**Referring expression data:**

****

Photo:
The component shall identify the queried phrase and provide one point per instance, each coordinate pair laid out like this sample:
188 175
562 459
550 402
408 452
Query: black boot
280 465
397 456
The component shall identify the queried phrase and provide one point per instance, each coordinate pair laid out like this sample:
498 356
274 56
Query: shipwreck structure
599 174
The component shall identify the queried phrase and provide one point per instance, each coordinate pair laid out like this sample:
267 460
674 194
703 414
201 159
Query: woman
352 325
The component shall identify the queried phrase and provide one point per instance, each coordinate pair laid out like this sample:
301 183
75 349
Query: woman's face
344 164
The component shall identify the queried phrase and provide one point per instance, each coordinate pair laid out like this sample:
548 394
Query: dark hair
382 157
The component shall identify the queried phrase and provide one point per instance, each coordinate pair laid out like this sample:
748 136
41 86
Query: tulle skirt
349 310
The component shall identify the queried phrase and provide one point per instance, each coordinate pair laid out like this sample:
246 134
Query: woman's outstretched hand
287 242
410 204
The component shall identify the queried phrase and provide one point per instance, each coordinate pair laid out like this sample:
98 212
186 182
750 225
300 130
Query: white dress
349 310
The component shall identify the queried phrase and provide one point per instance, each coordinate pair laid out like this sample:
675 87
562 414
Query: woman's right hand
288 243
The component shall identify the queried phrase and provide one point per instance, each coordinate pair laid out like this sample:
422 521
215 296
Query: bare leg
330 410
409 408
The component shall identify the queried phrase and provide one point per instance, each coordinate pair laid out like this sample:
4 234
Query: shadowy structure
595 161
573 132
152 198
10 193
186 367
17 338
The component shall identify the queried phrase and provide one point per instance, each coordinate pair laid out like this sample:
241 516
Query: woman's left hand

****

**HOW TO COMPLETE THIS TASK:** Write out the data above again, word for word.

**ANSWER AREA:**
Photo:
The component shall identify the queried phrase and provide one point per instance, each coordinate pair laid out like this sample:
188 175
562 459
550 402
408 452
Query: black boot
280 465
397 456
The component shall identify the queried phrase and provide one point per instance, each coordinate pair laid out like this sample:
498 356
274 56
Query: shipwreck structure
599 174
The component shall identify the queried phrase and provide one point per instance, each coordinate pair laid out like this sample:
267 460
674 194
703 414
201 159
Query: woman
352 325
The component shall identify the queried phrase and provide one point per instance, each coordinate pair laid out like this sample:
301 183
75 349
Query: woman's face
344 164
The component shall identify the queried phrase and provide one point per instance, each coordinate pair laid out like this sample:
548 394
Query: dark hair
382 157
The component shall identify the queried phrase and provide one point per instance, each coordinate pair laid out like this sample:
748 136
41 86
Query: tulle skirt
349 310
The component shall identify the queried phrase and provide one point per instance, each coordinate pair laid out like this sample:
246 134
Query: woman's outstretched hand
287 242
410 204
The component shall identify the queried phrase and provide one point per instance, each coordinate pair laid out like this sample:
98 212
186 182
750 225
300 130
Query: white dress
349 310
The component shall identify the queried phrase and provide one point per instance, each coordinate pair laid out like this sample:
675 87
562 414
Query: woman's right hand
288 243
The component shall identify the queried phrase and provide one point per instance, each coordinate pair laid out like this sample:
422 521
215 296
Query: bare leg
330 410
409 408
The component shall identify the queried phrase and provide one point per instance, each coordinate pair laid out like this sample:
4 234
Query: shadowy structure
595 161
573 132
152 198
10 193
186 367
17 338
The component shall identify the queried phrase and provide one point per instance, each coordinate pair laid out like this sample:
241 516
Query: woman's left hand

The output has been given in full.